# EXTRAIT À LIRE:
——
Le Titien
Huile sur toile peinte par Le Titien entre 1520 et 1522
Dimensions : 100 cm x 89 cm
Visible au Musée du Louvre
On ignore le nom du jeune homme représenté ici ; mais à coup sûr, nous sommes en présence d'un personnage d'importance, patricien de la Sérénissime république de Venise. Sous son vêtement noir, égayé de la seule blancheur d'une chemise de dentelle, le gentilhomme a de la distinction, de la race, une belle tournure aristocratique. Ses cheveux noirs sont à la mode italienne du temps, coupés ras sur le front et retombant assez bas, sur les côtés, pour cacher une partie des oreilles. La tête, bien campée sur un cou robuste, n'est pas régulièrement belle, mais s'illumine d'un intelligence énergique et d'une fermeté tranquille accentuées par l'assurance et la fierté du regard. Aucun autre ornement, dans le sévère costume du modèle, qu'une fine et longue chaînette à grains de corail terminée par un médaillon. La main droite, baguée d'or à l'index, est négligemment passée à la ceinture : cette main est d'un modelé et d'une vigueur d'exécution admirables. De son coude gauche, le jeune patricien s'appuie sur un pan de rocher et, dans sa main gauche gantée de peau de daim, il tient son autre gant.
« On a presque honte d'écrire des phrases élogieuses sur un pareil chef-d'œuvre ; il semble que l'on commette un béotisme en exprimant son admiration pour ce dessin grand et simple, cette couleur d'une clarté si chaude, ce modelé puissant et souple, cette fleur de vie répandue partout qui caractérisent la manière de Titien. Titien est le plus sain, le plus robuste, et le plus tranquille des grands peintres. Chez lui, aucun effort visible ; il atteint la beauté facilement et du premier coup, comme une chose naturelle. Ses figures ont la santé, la joie sereine, l'équilibre parfait des statues grecques et des peintures antiques telles qu'on peut les supposer. Aucune fièvre, aucune inquiétude ne les travaillent et ne les déforment ; elles s'épanouissent tranquillement dans la plénitude de leur force et de leur beauté, heureuses d'avoir reçu la vie du pinceau de Titien qui est, avec Velazquez, le plus grand peintre de portraits du monde. » (Théophile Gautier.)
——
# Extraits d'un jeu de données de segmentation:
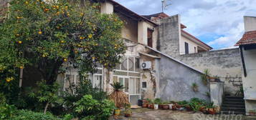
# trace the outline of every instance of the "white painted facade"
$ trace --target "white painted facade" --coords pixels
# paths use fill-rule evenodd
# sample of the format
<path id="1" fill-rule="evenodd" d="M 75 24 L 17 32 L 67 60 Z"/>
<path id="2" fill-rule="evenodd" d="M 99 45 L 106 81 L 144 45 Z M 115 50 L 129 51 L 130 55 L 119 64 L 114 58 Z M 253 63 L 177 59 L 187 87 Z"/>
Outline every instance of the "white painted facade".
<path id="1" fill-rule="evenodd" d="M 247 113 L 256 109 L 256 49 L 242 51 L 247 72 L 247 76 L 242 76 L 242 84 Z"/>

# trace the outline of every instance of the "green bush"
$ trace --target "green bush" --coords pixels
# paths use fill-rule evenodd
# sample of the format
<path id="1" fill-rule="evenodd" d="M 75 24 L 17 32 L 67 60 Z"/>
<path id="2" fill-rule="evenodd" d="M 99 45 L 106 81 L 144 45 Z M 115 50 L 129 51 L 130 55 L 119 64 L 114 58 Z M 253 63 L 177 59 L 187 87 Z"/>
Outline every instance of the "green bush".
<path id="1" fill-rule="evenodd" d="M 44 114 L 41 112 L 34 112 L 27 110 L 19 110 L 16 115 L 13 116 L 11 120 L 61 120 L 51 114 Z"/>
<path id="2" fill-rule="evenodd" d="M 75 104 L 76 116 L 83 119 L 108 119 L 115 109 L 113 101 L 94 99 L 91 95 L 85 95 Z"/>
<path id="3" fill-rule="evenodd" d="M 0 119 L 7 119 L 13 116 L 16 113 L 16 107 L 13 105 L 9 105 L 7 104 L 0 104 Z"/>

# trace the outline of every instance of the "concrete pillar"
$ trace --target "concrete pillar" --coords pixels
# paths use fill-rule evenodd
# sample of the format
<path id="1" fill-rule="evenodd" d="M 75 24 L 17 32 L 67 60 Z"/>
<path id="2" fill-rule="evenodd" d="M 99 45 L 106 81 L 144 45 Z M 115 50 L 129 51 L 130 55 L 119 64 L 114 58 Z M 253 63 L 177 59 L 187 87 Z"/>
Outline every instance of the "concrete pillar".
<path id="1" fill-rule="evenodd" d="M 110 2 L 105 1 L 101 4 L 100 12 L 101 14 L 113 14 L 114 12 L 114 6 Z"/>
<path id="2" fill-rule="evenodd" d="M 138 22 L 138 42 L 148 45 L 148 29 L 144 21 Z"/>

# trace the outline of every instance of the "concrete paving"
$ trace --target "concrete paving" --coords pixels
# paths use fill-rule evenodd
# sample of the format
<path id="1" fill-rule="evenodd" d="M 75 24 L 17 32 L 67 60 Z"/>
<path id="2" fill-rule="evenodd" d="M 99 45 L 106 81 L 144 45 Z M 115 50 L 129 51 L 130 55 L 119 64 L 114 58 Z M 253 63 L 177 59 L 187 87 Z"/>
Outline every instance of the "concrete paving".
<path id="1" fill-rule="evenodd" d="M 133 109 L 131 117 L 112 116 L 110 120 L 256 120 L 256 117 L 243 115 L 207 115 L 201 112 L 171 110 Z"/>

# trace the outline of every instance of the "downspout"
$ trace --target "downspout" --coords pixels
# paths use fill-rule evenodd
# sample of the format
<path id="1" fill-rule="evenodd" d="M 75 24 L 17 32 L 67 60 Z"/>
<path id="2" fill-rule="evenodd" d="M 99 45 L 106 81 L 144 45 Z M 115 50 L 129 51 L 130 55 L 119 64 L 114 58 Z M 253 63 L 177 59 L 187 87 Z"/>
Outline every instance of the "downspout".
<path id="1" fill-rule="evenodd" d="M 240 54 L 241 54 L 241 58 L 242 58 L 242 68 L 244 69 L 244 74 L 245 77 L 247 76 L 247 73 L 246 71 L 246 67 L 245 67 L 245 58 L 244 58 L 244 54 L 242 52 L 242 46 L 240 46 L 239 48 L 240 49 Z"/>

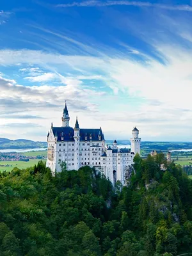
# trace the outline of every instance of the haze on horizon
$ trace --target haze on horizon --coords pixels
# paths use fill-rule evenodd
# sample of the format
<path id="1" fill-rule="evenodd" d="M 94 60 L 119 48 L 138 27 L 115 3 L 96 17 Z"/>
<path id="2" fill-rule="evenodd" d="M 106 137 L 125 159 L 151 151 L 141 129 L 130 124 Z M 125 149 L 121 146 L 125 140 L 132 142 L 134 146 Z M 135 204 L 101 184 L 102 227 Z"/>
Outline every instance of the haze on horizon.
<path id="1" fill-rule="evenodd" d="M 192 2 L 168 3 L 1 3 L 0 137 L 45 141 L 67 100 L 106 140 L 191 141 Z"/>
——
# TÂCHES À RÉALISER:
**a)** D'après l'extrait, que tient le jeune patricien dans sa main gauche gantée ?
**b)** Sélectionnez dans la liste toutes les lignes qui contiennent la chaîne "every", en tenant compte de la casse.
L'extrait et la liste n'ont aucun lien entre eux.

# RÉSULTATS:
**a)** Son autre gant.

**b)**
# trace the outline of every instance of the "white painted facade"
Outline every instance of the "white painted facade".
# trace the outline of every instance of the "green bush"
Outline every instance of the "green bush".
# trace the outline of every instance of the "concrete pillar"
Outline every instance of the "concrete pillar".
# trace the outline of every instance of the "concrete paving"
Outline every instance of the "concrete paving".
# trace the outline of every instance of the "downspout"
Outline every instance of the "downspout".
# trace the outline of every instance of the haze on horizon
Outline every instance of the haze on horizon.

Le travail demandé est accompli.